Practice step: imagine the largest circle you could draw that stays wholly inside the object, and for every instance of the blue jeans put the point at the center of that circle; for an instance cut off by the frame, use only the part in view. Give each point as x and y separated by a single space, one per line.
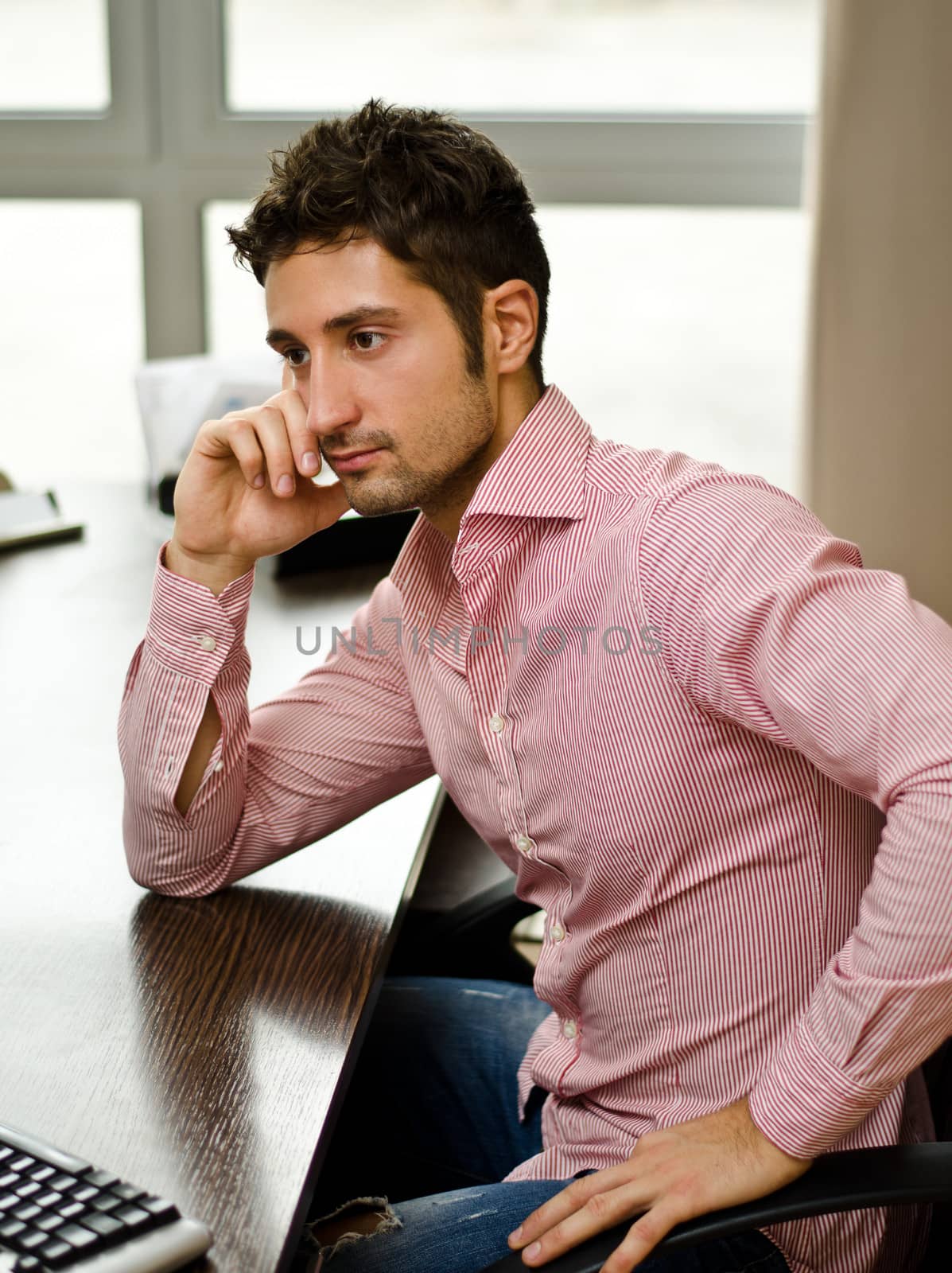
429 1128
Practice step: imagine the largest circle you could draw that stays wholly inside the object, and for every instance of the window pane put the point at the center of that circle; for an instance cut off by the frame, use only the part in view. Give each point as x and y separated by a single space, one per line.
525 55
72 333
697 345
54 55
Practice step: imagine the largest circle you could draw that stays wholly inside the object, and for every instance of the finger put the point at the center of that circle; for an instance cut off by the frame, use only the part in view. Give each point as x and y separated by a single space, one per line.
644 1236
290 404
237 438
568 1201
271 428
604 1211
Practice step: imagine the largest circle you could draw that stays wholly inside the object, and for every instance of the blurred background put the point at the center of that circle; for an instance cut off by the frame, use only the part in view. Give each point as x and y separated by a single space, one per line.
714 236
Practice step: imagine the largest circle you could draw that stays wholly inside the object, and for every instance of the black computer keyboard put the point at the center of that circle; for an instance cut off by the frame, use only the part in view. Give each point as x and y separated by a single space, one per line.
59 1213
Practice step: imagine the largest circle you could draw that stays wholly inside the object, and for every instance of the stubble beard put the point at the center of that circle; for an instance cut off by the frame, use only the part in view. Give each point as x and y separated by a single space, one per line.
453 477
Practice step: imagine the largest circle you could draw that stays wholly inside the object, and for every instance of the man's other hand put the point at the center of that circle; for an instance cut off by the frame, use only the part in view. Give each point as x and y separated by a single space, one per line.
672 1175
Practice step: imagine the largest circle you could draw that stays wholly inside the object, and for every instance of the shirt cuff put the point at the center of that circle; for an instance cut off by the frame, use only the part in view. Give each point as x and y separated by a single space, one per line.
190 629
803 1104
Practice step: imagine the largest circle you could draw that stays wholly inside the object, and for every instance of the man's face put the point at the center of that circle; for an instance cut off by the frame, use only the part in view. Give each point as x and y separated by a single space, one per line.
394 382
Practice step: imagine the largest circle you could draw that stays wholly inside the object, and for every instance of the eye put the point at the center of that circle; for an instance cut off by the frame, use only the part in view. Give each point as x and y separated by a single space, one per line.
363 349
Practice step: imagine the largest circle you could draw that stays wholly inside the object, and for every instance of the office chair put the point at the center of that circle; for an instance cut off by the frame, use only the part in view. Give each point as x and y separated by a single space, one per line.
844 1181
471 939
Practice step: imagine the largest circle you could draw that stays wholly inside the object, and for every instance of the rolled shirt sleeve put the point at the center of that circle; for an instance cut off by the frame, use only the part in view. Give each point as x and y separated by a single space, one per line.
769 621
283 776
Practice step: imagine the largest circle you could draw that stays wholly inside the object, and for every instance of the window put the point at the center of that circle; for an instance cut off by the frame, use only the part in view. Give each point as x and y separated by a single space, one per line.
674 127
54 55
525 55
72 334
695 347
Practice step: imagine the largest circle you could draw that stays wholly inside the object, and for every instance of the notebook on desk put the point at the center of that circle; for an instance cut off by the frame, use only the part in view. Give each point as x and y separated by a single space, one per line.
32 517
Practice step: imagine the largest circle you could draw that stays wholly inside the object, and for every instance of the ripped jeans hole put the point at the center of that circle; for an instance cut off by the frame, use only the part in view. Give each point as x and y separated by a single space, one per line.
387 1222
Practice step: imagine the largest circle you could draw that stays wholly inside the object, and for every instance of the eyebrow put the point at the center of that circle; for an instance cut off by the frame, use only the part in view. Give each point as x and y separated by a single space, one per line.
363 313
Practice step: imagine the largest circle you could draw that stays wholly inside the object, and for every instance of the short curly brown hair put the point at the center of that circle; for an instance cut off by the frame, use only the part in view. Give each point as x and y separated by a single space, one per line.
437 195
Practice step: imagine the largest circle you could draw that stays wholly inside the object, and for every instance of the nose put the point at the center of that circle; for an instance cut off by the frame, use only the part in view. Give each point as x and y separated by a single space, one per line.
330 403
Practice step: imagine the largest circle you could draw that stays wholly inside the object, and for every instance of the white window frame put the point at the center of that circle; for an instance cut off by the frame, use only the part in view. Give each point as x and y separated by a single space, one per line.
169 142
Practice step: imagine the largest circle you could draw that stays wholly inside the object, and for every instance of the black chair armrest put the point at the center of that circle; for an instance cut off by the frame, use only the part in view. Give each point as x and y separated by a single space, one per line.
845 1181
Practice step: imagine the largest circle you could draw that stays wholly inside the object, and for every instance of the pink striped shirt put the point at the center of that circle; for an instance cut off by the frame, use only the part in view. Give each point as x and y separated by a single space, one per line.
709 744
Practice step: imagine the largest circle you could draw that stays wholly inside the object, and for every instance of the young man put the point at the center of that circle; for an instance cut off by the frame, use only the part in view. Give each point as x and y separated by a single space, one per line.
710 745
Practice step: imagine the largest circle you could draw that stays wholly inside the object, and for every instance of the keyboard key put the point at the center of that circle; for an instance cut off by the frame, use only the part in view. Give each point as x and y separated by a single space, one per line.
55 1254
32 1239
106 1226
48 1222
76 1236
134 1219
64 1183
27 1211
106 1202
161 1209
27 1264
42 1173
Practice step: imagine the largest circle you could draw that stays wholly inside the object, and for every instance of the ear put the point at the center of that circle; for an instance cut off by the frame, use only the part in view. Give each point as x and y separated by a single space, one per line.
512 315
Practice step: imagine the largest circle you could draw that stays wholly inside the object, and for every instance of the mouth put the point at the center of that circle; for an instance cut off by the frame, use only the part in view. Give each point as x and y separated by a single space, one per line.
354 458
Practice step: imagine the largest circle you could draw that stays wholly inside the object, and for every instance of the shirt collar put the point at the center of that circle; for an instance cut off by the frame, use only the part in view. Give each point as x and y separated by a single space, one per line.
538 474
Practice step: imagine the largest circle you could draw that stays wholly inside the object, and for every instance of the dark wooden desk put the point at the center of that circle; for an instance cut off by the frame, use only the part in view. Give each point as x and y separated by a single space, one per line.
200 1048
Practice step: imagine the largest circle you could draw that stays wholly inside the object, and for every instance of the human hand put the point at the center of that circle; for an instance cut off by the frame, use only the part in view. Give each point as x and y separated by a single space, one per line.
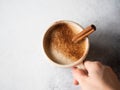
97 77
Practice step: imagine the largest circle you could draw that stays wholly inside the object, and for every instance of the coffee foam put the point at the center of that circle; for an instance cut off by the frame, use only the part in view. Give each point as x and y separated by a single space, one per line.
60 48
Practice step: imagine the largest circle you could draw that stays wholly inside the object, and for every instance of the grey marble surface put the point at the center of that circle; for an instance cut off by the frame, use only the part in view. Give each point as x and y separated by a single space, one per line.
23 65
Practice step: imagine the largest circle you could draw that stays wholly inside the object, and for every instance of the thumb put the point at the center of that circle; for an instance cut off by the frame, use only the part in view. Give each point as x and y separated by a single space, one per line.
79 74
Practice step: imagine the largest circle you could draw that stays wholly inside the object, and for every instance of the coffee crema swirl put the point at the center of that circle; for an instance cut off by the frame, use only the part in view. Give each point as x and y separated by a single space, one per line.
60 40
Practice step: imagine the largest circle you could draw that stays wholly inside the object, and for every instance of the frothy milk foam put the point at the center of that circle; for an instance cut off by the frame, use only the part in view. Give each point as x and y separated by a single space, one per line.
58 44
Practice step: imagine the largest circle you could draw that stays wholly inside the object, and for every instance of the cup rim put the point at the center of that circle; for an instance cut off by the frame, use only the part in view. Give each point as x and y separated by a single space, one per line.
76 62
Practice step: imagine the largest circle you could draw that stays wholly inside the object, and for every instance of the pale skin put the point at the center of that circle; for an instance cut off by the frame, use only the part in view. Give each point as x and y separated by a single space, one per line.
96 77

▬▬▬▬▬▬

PROBLEM TO SOLVE: Transcribe every line from the records above without alteration, and leave out the images.

EXERCISE OUTPUT:
Practice step: imagine the largest circle you could draw that stays wholly inside the object, and for every instance of the blue jeans put the point at the center of that circle; for an instance cut off by the frame, use only the part in view. Give each point as x and y separated by a single space, one per line.
429 1128
Practice step: imagine the largest circle you could draw that stays wholly inside the object, and for every instance of the window pane put the point at the center of that circle; for an instance cut off by the frame, use only the part in view. Give each point as x and y separated by a single space, one per line.
525 55
72 333
697 345
54 55
Practice step: imagine the largest circle you could draw that stays wholly inside the object, and for every instance of the finger put the point at the center of that circle; for an instance cut off by the frame, use only the part in view. Give each point as x and y separated by a single space, one per line.
644 1236
290 404
237 438
568 1201
271 428
604 1211
Practice step: imagine the largest circle you could draw that stays wholly inside the object, and for every instance of the blurred background put the point at the center of that circle; for an instance cut off by the frame, use only the part in view. Give each point as x and y separated by a single space, one per line.
714 236
Practice step: imagine the largest circle you could draw that stays wholly inside the object, and for every instance of the black computer keyboard put the point at the center of that circle; for an instance cut off by the frame, use only the part in view. Give each point as x and y separated by a single space, one per line.
59 1213
Practice step: imagine the largest circle you could draw that stays wholly inside the object, and for every instance of the stubble beard put the point at the center of that circle; for an instance cut off by the frame, use only the part in view. Give each point as x and y separated by a single space, one per line.
453 477
Practice step: imagine the largest circle you could draw that stays wholly inside the object, and for every instance of the man's other hand put the point at the center of that circle; for an instance cut off by the frame, use only the part in view. Give each point as x and y separated by a single space, one per line.
672 1175
Practice step: imagine the largest circle you could draw that stays wholly inside the object, and for every instance of the shirt cuff put the point at the center of that circle; for an instance cut off by the frame, use only the part in view. Give each point as x and y separated by a single space, one per line.
190 629
803 1104
Practice step: imagine the largest circle you could draw that stays wholly inside the object, and for every instance of the man's face put the point at the center of that circle; for an instance cut off by the frame, use only the part in view. Give each point as x and y separated by a single space, one per line.
394 382
Practice step: imagine the largest circle you could draw that stays wholly inside the object, and for every instance of the eye put the point at the center of that circle; for an instance cut off by the frame, use only the part in view. Give each point as x and y separated by a single space, one per line.
363 349
Practice step: imagine the largest circle you could draw that stays wholly inside the object, and for every instance of the office chair put the point at the center of that circle; for an instance cut off by the frame, use only the part in view. Give each point as x and y separated by a single space, one per line.
844 1181
471 939
Practice step: imagine the largest circle you could draw that stays wholly inside the object, and for every instance of the rolled shirt sleeve put the point at the center of that circle; for an instance cut off by the frame, use only the part in view. Give each point as x and y separated by a single space, one per line.
769 621
283 776
Practice step: imagine the largest circle you could draw that stays wholly inside the object, and for every instance of the window put the point at the center of that circle; for an instance cut off by the frame, use only the part in view. Give each point as x and y separated by a single space, one per line.
674 127
54 55
525 55
72 334
695 347
Practice step: imagine the largest circle you could draw that stays wholly inside the object, and for every instance of the notebook on desk put the point at the center of that circle; for an instance cut off by the frame, use only the part in view. Give each point as x and y separated by a single space, one per line.
32 517
Practice step: imagine the largest circle you could draw that stays wholly inside the object, and for every instance of the ripped jeans hole put the point at the center of that circle; for an instance cut off by the frame, use only the part in view. Give each point as x and y separated by a single space, one per line.
387 1222
Practice step: imagine the largest circle you could draw that stays wholly inside the object, and for every instance of the eyebrow put the point at the center of that circle; for an instance cut off by the frame, use only the part in view. Give each point as x and y separated by a single space, one per line.
363 313
Practice step: imagine the largest circle you could draw that stays wholly inside the object, and for every instance of the short curly brown hair put the point at the center of that circle; for an instance cut off by the frame, use only the part in view. Give each point as x and y separated by a single space, one per line.
437 195
Practice step: imagine the largest circle you could draw that stays wholly inside the object, and for every instance of the nose put the point at the center of that circle; for an instance cut off by the frame, use only the part in view. Give each point as x and y separated by a single space, one per line.
330 403
Practice step: imagine the largest circle you could draw that stays wholly inside the object, and for every instance of the white window frame put the point at the center of that circle; for an instance cut off by the frame, use only the part in view. Give each point as x and y separated by a single space, one per line.
169 142
Practice step: imagine the largest circle you could draw that stays wholly inside the object, and for every instance of the black chair armrest put the point at the center of that circle; for an instance cut off by the frame, use only the part in view. Give each point as x and y separated by a single space, one per line.
845 1181
Practice step: imagine the largest circle you could draw that stays wholly inside the object, and for every instance of the pink striped shirt put the point at the center of that circle; for an instance cut off by the frame, use only the part in view. Give each point as x and y separated by a single space, one per line.
709 744
Practice step: imagine the largest circle you could draw that stays wholly inside the object, and for every instance of the young man put the point at the center of that circle; for an instance cut off by the frame, use only the part in view. Give each point as x and y separated by a single space, one per line.
710 745
Practice step: imagine the largest circle you could draw that stays wholly inside the object, and for every instance of the keyboard key put the point at the center of that circle; for an instance cut off by the frame, use only the part in view. Give each point as x and y separated by a single space, one per line.
55 1254
32 1239
106 1226
48 1222
76 1236
134 1219
64 1183
27 1211
106 1202
161 1209
27 1264
42 1173
Practice step: imagine the largest circle you could draw that stays wholly inside the object, and for every instance of the ear put the point at the center of that circle; for an instance cut off by the frame, use only the part in view. Give each point as x and y separated by a single space, one per line.
512 315
Practice step: imagine the largest circle you could draw that stays wholly inside the object, and for every instance of the mouth put the point at the center of that circle; for an instance cut off by the frame, use only the part in view. Give each point as x and y separated by a single space, one per line.
354 458
Practice step: imagine the largest circle you could draw that stays wholly inside the object, and for every instance of the shirt collar put the point at the center of that circle; for an instance cut off by the frame, use only the part in view. Give each point as x and y separated by a single space, one per line.
538 474
Practice step: imagine the largest circle you could draw that stays wholly inside the object, and for every instance of the dark wooden desk put the point at the center of that circle; for an instance cut off by the frame, use only the part in view. Give each point as x and y separated by a single space, one per line.
200 1048
Practice step: imagine the largest circle you could draw that stays wholly inside the object, and for every instance of the human hand put the point at the center of that circle; for an instance cut off by the frame, use only the part in view. Give each point as x and y separated by a single space, one per line.
97 77
Practice step: imagine the largest circle you could draw that stays wholly inside the object, and for every instance of the coffee foam put the point at the center of that circle; for an instance cut off by the frame, use only the part in view. Give each point as x and y separated by a single space, one per line.
60 48
Practice step: imagine the largest circle you could draw that stays wholly inside the object, and for every instance of the grey marble surface put the point at the center of that circle; for an instance cut off by the frame, use only the part in view. Give each point as x and y separated by a single space, one per line.
23 65
Practice step: imagine the largest circle you could draw that stays wholly inside the object, and for every instance of the thumb put the point at the center of that circle; for an instance cut off by the frame, use only the part in view. Give each point as x and y separated by a single space, one per line.
79 74
Practice step: imagine the largest circle you could draw that stays wholly inside the object, and for every instance of the coffee crema swirl put the point at the center of that circle; for an instance cut off by the frame, use only the part in view. Give each point as x and y separated by a single space, one per line.
60 40
Practice step: imagine the largest circle you could draw that stays wholly inside the object, and for every instance of the frothy milk foam put the point at the center of that circle; for an instance cut off by the frame, use only the part in view. Give each point as x and y separated by a single space, one per line.
58 44
Practice step: imagine the largest circle you could draw that stays wholly inside the object, and for every instance of the cup rim put the point at the center of that circle; for an instance cut off by the frame, use only the part in view. Give each point as x and y separated by a single space, one per line.
76 62
Practice step: imagine the largest circle you could draw that stays wholly inside the object, and for every instance of the pale skin put the point at the center of that circle; for an instance cut off by the frame, use only the part in view. Give each point as x and y separated by a single space, one per line.
96 77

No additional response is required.